== YOUR INSTRUCTIONS ==
Repeat every record below, word for word.

== AVAILABLE DATA ==
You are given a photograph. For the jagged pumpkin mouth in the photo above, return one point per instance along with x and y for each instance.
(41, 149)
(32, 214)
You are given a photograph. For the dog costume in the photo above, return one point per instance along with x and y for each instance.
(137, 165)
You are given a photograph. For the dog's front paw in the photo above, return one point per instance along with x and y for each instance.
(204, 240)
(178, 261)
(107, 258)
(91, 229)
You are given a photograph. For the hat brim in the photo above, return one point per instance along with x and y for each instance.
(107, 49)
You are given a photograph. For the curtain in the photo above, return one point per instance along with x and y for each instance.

== OUTPUT FOR THIS EXERCISE ==
You are given a photograph. For the jagged pumpkin mouth in the photo above, return one point per instance along with x and y for each instance.
(41, 149)
(32, 214)
You are given a photograph. For the dog costume in the photo above, return one point per instance along with x and y for each instance.
(137, 165)
You are given a photograph. For the dog's front paw in the photo above, return one point per instance along with x and y for each instance.
(204, 240)
(178, 261)
(107, 258)
(91, 229)
You are given a photograph. For the hat brim in the photo above, return one point per instance along with x and y for each instance.
(107, 49)
You are given a photograph. For the curtain in the photo above, return one point per instance along with x and y for each instance.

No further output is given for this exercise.